TASK DESCRIPTION: Write out the part of the article about Meyers and his family from "Meyers’ great-grandfather was" up to and including "Henry Louis Gates.".

DOCUMENT TEXT:
Meyers’ great-grandfather was Moses Menachem Trakianski, but changed his surname to Meyers when he immigrated to Pittsburgh, where he became a peddler. Meyers discovered this family lineage in a 2019 episode of Finding Your Roots, the PBS ancestry show hosted by Henry Louis Gates.
“I found out that I had descended from Lithuanian Jews,” the 50-year-old Meyers recalls in his new comedy special, Dad Man Walking. “Lithuanian Jews are famous for coining the expression: We’ve got to get the f— out of Lithuania.”
Meyers spends a good chunk of the special, which debuted this month on the Max streaming service, talking about Judaism — including his marriage to Alexi Ashe, a Jewish attorney.
“My wife argues that I should convert to Judaism,” he tells the audience at the Vic Theatre in Chicago, where the special was filmed. “Her argument is, everybody already assumes that I’m Jewish,” adding, “Every Jewish person I’ve ever met has said, ‘You’re Jewish, right?’”
The couple began dating in 2008 and got married in a Jewish ceremony in 2013. They have three children. “We have a tricky conversation coming up with our children,” Meyers said, “because my wife’s grandparents were Holocaust survivors. And obviously, that’s something we’re going to have to explain to them one day.”

SUPPLIED MATERIAL:
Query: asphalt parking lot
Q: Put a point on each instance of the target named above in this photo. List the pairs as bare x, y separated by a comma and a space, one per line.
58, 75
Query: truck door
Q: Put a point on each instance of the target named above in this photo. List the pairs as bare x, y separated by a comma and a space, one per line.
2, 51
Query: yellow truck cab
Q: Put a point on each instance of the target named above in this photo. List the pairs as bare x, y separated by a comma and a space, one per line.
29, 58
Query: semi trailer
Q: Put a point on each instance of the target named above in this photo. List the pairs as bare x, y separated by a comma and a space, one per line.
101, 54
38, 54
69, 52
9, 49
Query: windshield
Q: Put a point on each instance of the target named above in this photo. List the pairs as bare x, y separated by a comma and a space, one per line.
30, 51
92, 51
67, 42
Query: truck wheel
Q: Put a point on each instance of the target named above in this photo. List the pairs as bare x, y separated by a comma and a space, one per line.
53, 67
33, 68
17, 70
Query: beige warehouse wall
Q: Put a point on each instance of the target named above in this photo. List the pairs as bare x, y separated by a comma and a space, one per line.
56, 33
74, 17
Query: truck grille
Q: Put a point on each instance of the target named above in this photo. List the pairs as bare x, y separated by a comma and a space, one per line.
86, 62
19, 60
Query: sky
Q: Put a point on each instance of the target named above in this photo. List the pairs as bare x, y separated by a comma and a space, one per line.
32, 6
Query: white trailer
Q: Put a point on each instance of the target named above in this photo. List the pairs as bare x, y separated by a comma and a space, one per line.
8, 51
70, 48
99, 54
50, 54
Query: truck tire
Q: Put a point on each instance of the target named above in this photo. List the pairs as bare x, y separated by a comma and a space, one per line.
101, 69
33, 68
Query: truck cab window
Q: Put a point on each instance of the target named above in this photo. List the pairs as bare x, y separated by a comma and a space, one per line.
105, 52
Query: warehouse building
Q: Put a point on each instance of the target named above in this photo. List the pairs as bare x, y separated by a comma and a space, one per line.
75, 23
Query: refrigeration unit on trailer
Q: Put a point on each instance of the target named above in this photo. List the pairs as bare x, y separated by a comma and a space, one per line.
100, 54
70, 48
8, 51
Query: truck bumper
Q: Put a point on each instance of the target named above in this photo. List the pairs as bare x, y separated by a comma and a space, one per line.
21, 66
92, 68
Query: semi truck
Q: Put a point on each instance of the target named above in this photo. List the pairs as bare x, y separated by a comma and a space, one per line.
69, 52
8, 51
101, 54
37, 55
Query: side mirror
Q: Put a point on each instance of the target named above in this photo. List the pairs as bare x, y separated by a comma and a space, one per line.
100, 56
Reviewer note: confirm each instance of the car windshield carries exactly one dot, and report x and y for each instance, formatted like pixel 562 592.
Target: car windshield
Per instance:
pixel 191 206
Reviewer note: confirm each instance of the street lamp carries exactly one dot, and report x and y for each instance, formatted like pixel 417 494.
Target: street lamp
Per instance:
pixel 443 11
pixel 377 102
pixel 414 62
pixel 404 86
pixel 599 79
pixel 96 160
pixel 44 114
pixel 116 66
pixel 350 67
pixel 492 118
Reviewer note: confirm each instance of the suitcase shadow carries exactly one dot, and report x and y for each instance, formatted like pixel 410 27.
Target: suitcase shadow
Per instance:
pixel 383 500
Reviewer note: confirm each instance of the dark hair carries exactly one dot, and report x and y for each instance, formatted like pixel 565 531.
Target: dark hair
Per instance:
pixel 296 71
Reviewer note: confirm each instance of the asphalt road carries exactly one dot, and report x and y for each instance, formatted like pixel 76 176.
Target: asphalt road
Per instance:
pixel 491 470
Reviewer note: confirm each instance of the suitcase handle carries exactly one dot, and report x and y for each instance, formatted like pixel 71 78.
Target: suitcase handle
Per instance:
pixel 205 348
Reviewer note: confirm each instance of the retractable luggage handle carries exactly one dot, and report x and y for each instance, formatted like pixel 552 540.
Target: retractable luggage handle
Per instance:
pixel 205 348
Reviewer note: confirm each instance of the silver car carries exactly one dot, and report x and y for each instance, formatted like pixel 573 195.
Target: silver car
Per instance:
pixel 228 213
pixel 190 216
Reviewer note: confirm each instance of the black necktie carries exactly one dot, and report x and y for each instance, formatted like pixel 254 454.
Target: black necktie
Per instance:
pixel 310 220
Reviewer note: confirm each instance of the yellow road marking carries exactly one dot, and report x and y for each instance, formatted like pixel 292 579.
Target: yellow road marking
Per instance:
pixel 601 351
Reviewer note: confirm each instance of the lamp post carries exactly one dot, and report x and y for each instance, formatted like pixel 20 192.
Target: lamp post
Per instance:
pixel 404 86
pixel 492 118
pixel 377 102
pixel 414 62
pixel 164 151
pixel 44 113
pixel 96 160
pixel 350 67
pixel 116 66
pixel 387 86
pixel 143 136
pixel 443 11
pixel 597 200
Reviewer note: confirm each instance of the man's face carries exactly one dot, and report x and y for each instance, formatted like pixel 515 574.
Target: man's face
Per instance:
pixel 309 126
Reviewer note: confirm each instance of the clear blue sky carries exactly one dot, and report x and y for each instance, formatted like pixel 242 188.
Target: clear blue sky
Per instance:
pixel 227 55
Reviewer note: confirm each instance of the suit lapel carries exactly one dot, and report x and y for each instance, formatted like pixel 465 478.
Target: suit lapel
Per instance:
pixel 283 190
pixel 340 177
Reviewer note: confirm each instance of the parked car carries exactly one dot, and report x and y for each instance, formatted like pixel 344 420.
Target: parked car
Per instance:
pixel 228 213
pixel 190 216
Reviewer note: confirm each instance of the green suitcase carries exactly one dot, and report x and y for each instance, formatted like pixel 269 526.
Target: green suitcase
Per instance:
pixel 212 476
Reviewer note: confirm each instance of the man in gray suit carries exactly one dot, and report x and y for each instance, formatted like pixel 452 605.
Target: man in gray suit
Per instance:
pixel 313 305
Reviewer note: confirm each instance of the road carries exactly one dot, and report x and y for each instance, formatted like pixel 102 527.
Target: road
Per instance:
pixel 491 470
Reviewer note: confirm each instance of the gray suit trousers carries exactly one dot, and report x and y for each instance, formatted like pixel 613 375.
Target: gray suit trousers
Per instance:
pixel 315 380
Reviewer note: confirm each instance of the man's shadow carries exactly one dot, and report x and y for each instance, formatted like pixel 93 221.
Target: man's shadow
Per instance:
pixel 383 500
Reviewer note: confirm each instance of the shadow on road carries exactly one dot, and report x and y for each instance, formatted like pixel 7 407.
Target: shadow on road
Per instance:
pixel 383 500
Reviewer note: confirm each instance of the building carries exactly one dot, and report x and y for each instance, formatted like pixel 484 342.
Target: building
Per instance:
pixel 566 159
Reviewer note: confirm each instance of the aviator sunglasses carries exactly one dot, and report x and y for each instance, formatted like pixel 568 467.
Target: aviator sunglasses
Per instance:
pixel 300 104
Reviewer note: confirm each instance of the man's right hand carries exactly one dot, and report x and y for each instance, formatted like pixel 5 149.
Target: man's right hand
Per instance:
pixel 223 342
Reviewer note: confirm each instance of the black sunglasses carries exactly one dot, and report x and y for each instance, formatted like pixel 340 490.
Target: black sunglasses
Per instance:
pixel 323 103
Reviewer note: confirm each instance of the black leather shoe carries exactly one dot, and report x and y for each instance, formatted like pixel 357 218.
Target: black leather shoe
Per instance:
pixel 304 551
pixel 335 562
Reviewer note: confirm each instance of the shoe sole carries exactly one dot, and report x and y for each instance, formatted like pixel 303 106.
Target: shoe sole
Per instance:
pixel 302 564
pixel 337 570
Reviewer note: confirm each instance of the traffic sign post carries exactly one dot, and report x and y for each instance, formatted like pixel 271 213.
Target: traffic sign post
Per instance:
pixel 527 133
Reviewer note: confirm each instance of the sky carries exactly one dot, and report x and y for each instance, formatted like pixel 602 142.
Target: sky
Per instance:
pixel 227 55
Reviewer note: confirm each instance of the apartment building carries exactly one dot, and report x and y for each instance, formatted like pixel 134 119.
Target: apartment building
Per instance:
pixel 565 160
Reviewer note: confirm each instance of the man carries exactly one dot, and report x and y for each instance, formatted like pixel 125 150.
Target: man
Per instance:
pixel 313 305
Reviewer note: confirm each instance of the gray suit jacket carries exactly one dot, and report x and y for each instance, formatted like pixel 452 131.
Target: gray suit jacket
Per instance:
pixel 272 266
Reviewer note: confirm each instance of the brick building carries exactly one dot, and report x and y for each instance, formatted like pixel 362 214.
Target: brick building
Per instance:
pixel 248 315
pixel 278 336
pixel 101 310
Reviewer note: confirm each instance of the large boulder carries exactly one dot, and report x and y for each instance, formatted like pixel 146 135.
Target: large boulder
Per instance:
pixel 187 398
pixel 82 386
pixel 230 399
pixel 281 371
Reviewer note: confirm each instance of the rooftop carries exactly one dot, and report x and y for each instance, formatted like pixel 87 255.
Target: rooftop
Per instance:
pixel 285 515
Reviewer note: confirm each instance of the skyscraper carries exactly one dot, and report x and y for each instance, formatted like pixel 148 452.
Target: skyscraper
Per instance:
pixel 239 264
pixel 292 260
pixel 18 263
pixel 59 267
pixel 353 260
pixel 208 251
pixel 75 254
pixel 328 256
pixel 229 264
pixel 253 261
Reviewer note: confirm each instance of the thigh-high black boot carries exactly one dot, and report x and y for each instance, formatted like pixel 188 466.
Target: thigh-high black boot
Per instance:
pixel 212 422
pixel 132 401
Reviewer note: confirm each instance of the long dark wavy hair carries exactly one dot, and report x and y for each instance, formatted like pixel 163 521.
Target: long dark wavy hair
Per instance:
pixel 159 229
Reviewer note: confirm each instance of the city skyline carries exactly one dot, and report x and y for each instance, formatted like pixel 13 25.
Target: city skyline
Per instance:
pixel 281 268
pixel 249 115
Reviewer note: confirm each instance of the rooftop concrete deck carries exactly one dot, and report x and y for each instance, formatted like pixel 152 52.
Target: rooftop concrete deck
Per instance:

EXERCISE RESULT:
Meyers’ great-grandfather was Moses Menachem Trakianski, but changed his surname to Meyers when he immigrated to Pittsburgh, where he became a peddler. Meyers discovered this family lineage in a 2019 episode of Finding Your Roots, the PBS ancestry show hosted by Henry Louis Gates.